● **Task goal**
Set down a faithful copy of every record, and skip the pictures in it.

● **Data under study**
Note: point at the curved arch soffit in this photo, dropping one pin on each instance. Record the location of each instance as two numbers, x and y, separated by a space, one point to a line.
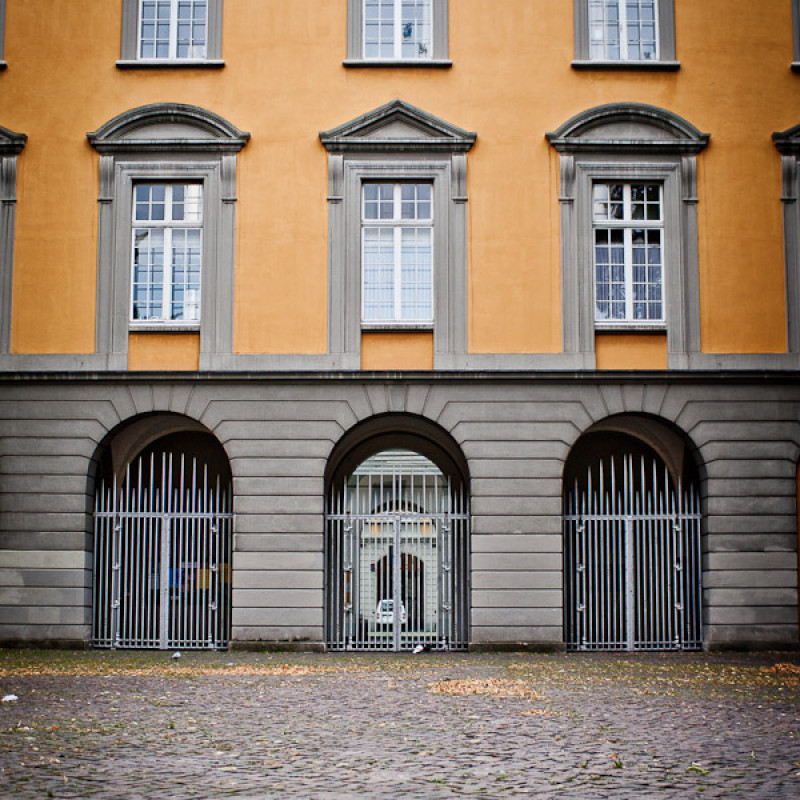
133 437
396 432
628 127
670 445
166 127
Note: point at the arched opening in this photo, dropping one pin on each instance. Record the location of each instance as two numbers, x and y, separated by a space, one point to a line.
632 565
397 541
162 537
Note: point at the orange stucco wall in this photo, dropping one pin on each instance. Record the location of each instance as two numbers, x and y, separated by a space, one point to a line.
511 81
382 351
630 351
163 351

● **Exercise response**
Note: point at the curved arch soffit in this photo, dropping one pin on each instance. Record the location of each instance as two numbers, x and y, separated by a space, one point to a line.
133 437
396 432
628 127
670 445
166 127
Note: point at the arched opening in this photo, dropping one pin on each instance. Record the location of each instance as two numbers, x and y, separated by a space, one point to a line.
632 565
397 541
162 537
Note: point at the orange stucco wall in this photo, dropping one pin on each instance. Record the location of each instance as two numbers, x and y, separated by a space, one point to a line.
511 81
382 351
630 351
163 351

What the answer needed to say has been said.